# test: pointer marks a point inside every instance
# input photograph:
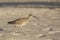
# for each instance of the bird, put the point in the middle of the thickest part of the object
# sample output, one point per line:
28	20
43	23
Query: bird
22	21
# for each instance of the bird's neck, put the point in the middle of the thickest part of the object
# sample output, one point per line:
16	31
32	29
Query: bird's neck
29	17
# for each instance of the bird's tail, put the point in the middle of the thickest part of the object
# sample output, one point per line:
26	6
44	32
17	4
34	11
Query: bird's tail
11	22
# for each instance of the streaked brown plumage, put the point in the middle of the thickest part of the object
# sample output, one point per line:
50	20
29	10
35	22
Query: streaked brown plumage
21	21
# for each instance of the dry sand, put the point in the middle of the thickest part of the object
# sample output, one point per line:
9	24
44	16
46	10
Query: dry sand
48	28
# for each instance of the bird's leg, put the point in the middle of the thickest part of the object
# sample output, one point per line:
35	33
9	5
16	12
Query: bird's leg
22	30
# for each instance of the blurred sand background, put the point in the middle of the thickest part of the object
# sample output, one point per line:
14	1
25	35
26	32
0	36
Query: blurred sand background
47	29
49	19
29	0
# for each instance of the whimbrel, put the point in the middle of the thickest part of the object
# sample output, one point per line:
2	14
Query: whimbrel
22	21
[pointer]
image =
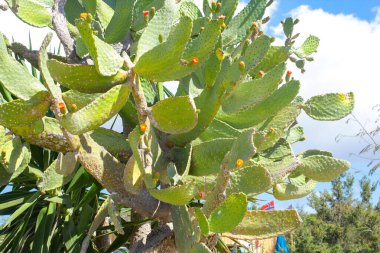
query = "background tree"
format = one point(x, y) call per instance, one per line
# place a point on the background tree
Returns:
point(187, 164)
point(341, 223)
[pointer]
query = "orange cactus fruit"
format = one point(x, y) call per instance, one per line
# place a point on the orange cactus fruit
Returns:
point(83, 15)
point(239, 163)
point(143, 127)
point(194, 61)
point(202, 195)
point(61, 106)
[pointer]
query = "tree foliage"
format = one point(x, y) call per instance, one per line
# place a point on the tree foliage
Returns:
point(341, 222)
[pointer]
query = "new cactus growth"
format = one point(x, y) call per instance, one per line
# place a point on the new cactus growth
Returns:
point(224, 137)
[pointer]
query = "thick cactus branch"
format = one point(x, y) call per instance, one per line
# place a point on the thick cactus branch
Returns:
point(145, 241)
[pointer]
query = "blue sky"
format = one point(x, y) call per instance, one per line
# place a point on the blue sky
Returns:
point(361, 16)
point(362, 9)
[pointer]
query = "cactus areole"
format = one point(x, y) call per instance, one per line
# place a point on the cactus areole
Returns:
point(223, 137)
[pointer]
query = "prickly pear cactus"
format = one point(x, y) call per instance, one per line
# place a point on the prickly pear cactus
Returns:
point(195, 158)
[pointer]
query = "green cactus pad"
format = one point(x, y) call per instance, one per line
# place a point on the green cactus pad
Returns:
point(294, 190)
point(308, 47)
point(219, 129)
point(190, 9)
point(114, 142)
point(229, 214)
point(157, 63)
point(42, 63)
point(284, 118)
point(182, 159)
point(176, 195)
point(174, 115)
point(66, 163)
point(202, 221)
point(208, 102)
point(281, 149)
point(264, 110)
point(27, 111)
point(332, 106)
point(96, 158)
point(295, 134)
point(11, 154)
point(51, 179)
point(44, 133)
point(83, 78)
point(35, 13)
point(76, 100)
point(4, 176)
point(211, 68)
point(256, 51)
point(134, 140)
point(312, 152)
point(140, 6)
point(238, 26)
point(97, 112)
point(158, 26)
point(253, 180)
point(208, 156)
point(322, 168)
point(182, 226)
point(243, 149)
point(121, 21)
point(266, 224)
point(48, 134)
point(200, 47)
point(132, 177)
point(100, 9)
point(3, 136)
point(252, 92)
point(16, 158)
point(288, 27)
point(114, 214)
point(228, 9)
point(15, 77)
point(200, 248)
point(107, 60)
point(275, 56)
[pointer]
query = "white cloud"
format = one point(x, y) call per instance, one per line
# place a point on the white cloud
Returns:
point(347, 60)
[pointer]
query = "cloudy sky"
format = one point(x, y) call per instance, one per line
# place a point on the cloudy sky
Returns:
point(347, 60)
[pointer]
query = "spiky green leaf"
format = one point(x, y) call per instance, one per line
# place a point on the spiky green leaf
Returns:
point(176, 195)
point(229, 214)
point(332, 106)
point(265, 224)
point(107, 60)
point(121, 21)
point(83, 78)
point(322, 168)
point(15, 77)
point(174, 115)
point(97, 112)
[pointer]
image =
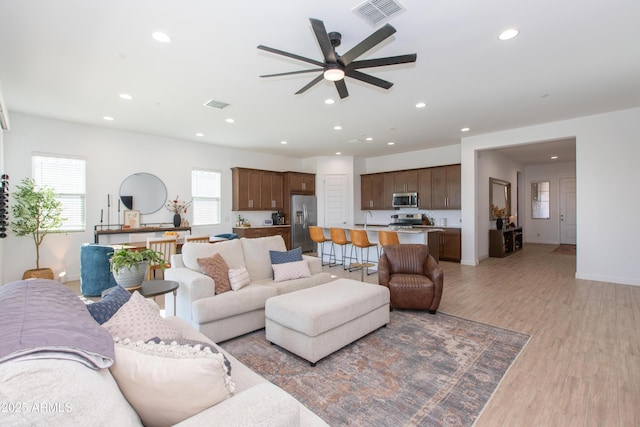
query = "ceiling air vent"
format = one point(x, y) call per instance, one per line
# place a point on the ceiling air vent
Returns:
point(377, 12)
point(216, 104)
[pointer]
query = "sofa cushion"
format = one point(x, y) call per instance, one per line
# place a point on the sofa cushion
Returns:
point(138, 320)
point(238, 278)
point(216, 268)
point(44, 319)
point(279, 257)
point(168, 383)
point(231, 251)
point(290, 270)
point(102, 310)
point(256, 253)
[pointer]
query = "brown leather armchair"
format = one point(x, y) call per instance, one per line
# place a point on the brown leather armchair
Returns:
point(413, 277)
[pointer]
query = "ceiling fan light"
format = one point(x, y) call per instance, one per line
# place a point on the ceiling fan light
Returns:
point(334, 74)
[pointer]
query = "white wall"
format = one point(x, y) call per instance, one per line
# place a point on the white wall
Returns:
point(545, 230)
point(111, 156)
point(607, 153)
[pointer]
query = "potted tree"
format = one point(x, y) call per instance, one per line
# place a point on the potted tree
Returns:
point(130, 267)
point(36, 212)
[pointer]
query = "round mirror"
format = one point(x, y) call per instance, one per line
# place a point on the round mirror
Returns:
point(143, 192)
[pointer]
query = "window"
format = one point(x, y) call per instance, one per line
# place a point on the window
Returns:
point(67, 178)
point(205, 194)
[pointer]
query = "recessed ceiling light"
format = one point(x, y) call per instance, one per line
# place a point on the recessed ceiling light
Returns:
point(161, 37)
point(508, 34)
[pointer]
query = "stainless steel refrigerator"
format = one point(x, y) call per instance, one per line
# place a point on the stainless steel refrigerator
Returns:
point(303, 214)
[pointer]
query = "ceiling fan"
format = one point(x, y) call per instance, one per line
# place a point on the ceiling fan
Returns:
point(335, 67)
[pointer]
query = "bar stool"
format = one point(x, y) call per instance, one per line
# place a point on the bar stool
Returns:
point(317, 235)
point(361, 240)
point(338, 237)
point(386, 237)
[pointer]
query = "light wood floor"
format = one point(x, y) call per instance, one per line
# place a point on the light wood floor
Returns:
point(582, 364)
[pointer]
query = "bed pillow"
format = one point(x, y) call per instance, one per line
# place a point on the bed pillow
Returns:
point(139, 320)
point(290, 271)
point(109, 305)
point(168, 383)
point(217, 268)
point(238, 278)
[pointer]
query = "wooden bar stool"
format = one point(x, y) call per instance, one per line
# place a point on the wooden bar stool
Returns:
point(338, 237)
point(317, 235)
point(360, 240)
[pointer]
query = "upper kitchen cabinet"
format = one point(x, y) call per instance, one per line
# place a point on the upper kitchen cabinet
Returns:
point(405, 181)
point(446, 187)
point(299, 183)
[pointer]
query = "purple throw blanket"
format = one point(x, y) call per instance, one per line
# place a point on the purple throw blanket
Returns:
point(43, 319)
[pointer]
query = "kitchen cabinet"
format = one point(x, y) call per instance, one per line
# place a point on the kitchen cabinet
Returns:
point(254, 232)
point(271, 190)
point(446, 187)
point(424, 188)
point(405, 181)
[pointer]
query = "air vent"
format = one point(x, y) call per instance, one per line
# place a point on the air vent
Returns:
point(377, 12)
point(216, 104)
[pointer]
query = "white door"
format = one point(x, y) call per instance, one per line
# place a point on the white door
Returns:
point(568, 211)
point(336, 200)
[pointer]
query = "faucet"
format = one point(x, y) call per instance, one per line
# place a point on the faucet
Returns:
point(365, 218)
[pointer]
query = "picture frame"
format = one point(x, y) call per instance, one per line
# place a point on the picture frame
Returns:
point(131, 219)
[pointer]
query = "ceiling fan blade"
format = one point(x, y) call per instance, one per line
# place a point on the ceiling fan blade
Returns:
point(323, 40)
point(367, 44)
point(310, 84)
point(291, 55)
point(368, 79)
point(379, 62)
point(292, 72)
point(342, 88)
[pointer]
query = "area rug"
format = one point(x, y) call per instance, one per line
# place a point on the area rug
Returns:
point(565, 249)
point(420, 370)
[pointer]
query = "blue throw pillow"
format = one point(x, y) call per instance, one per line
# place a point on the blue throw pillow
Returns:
point(102, 310)
point(285, 257)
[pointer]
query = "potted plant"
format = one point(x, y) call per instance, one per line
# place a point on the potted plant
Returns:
point(130, 267)
point(36, 212)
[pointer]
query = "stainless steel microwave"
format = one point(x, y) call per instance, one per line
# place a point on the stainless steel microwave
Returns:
point(405, 200)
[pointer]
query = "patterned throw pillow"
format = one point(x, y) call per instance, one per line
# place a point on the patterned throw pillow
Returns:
point(239, 278)
point(278, 257)
point(290, 270)
point(138, 320)
point(216, 268)
point(107, 306)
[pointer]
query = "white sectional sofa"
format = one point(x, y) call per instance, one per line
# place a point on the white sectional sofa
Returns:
point(233, 313)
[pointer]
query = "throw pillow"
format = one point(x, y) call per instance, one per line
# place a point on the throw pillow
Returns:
point(290, 270)
point(138, 320)
point(238, 278)
point(278, 257)
point(167, 384)
point(216, 268)
point(107, 306)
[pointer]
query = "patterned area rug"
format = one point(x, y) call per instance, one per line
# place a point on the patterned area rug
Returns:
point(565, 249)
point(420, 370)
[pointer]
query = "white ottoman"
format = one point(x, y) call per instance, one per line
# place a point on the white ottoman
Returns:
point(317, 321)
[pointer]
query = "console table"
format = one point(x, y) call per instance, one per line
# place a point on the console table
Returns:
point(505, 242)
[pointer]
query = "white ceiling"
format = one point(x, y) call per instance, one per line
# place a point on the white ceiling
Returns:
point(70, 59)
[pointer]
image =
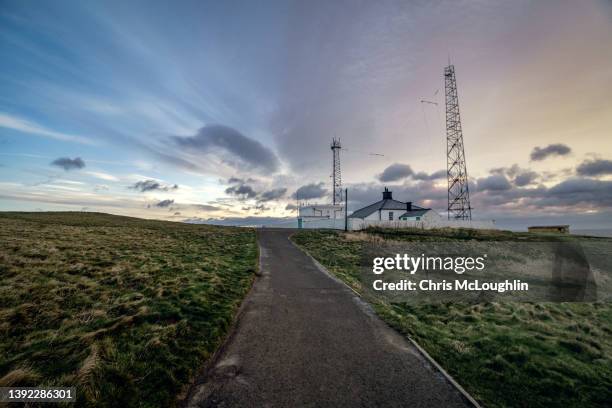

══════════════════════════════

About this task: Give back, unchanged, the run of lines in the listing above that begins at the line containing "# place a point on the patterned throw pillow" and ends at the line containing "# place a point on the white ceiling", both included.

Problem solution:
# place a point on the patterned throw pillow
Returns:
point(239, 278)
point(278, 257)
point(290, 270)
point(138, 320)
point(216, 268)
point(107, 306)
[pointer]
query = "white sectional sofa"
format = one point(x, y) call per instance, one per line
# place a point on the white sectional sofa
Returns:
point(233, 313)
[pointer]
query = "throw pillow"
format = one point(x, y) call per instance, one per line
# place a point on the throw pillow
Returns:
point(290, 270)
point(138, 320)
point(238, 278)
point(278, 257)
point(167, 384)
point(216, 268)
point(107, 306)
[pointer]
query = "patterned area rug"
format = one point(x, y) call per instance, one per line
# place a point on the patterned area rug
Returns:
point(565, 249)
point(420, 370)
[pointer]
query = "white ottoman"
format = one point(x, y) call per instance, one per line
# place a point on the white ottoman
Returns:
point(317, 321)
[pointer]
query = "console table"
format = one point(x, y) call per instance, one per line
# place a point on the console table
Returns:
point(505, 242)
[pointer]
query = "white ceiling"
format = one point(x, y) call per instance, one per line
# place a point on the white ceiling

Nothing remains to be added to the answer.